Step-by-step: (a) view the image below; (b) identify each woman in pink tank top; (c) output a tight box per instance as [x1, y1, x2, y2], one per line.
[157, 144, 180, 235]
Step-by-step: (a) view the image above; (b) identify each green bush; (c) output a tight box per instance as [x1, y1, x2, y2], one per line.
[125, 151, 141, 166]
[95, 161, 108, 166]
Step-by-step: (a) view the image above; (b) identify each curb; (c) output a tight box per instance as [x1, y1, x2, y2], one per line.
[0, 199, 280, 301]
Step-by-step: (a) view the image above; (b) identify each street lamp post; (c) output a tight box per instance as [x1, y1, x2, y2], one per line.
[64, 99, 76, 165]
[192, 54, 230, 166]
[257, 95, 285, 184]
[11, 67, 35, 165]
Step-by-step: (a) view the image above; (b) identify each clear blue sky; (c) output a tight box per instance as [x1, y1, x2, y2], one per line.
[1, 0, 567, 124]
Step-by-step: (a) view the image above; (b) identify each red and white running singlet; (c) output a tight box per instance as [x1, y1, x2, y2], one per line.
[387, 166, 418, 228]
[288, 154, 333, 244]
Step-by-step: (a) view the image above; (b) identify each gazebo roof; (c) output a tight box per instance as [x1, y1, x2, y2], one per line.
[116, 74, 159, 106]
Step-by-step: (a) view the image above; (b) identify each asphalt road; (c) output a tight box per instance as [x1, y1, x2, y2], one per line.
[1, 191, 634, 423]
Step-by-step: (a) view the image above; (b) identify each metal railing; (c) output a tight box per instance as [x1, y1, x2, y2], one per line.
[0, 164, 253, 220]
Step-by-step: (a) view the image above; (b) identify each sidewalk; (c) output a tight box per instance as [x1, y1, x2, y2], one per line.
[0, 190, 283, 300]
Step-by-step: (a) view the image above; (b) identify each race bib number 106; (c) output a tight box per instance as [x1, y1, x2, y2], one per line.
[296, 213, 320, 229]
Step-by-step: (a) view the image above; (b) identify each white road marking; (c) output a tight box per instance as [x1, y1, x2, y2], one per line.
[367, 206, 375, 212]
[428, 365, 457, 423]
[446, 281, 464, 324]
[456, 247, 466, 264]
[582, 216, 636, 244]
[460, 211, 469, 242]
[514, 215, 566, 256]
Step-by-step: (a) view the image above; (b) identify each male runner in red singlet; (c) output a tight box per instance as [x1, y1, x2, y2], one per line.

• • • •

§ PROBLEM STATEMENT:
Return all of the material verbatim, with no line left out.

§ SOLUTION FOR THIS PROBLEM:
Step-by-step: (a) view the image below; (b) identify each woman in pink tank top; (c) output a tight box per instance as [x1, y1, x2, y2], one per line.
[157, 144, 180, 235]
Step-by-step: (a) view the image above; (b) identify each green bush; (c) output a tight box per instance as [x1, y1, x2, y2], one per line.
[125, 151, 141, 166]
[95, 161, 108, 166]
Step-by-step: (a) view the image above; (b) identify each curb; (c) output a tight box per instance as [x1, y1, x2, y2], one per line.
[0, 199, 280, 301]
Step-by-step: (a) view the image above; (b) identify each street lamp post; (c) output a tight box per instance as [x1, y1, x2, y2], one per line.
[64, 99, 76, 165]
[192, 54, 230, 166]
[257, 95, 285, 184]
[11, 67, 35, 165]
Step-by-step: (a) view the image above; (b) identify each clear blue sky; (c) output a tight box per instance as [x1, y1, x2, y2], one per line.
[1, 0, 567, 124]
Step-by-step: (a) view the image above; (b) identify each red and white running singlet; (c) output a tight box per instance as [x1, y1, x2, y2], one per line.
[387, 166, 418, 228]
[288, 154, 333, 244]
Step-by-step: (a) view the image above; (b) identify each gazebo roof; (c) output a tight box per instance as [x1, y1, x2, y2], one per line.
[116, 74, 159, 106]
Step-by-step: (a) view the image above; (b) identify each asphalt road; (c) output a tight box per instance as [x1, y1, x2, y2], one per line.
[1, 191, 634, 423]
Step-by-step: (a) view the image above; (b) identify each metal railing; (c) output a tight box per instance as [x1, y1, x2, y2], one per line.
[0, 164, 253, 220]
Step-by-step: (a) view the image above; (b) identify each sidewalk; (c) output a tight box per instance as [x1, y1, x2, y2], one per line.
[0, 190, 283, 300]
Step-by-step: (a) view the image above; (b) identify each race bib number 106; (c) output a tight box per instance as [x1, y1, x2, y2], one per line.
[296, 213, 320, 229]
Step-by-step: (a) view the image above; (b) identify each white road marking; (c) output a tight box per instance as [x1, y1, x2, y2], one per line.
[367, 206, 375, 212]
[428, 365, 457, 423]
[446, 281, 464, 324]
[456, 247, 466, 264]
[582, 216, 636, 244]
[460, 211, 469, 242]
[514, 215, 566, 256]
Step-by-step: (a) view the image above; (b) identify each male runner in red singlet; (c) output a tight box per instance as [x1, y1, x2, y2], one per line.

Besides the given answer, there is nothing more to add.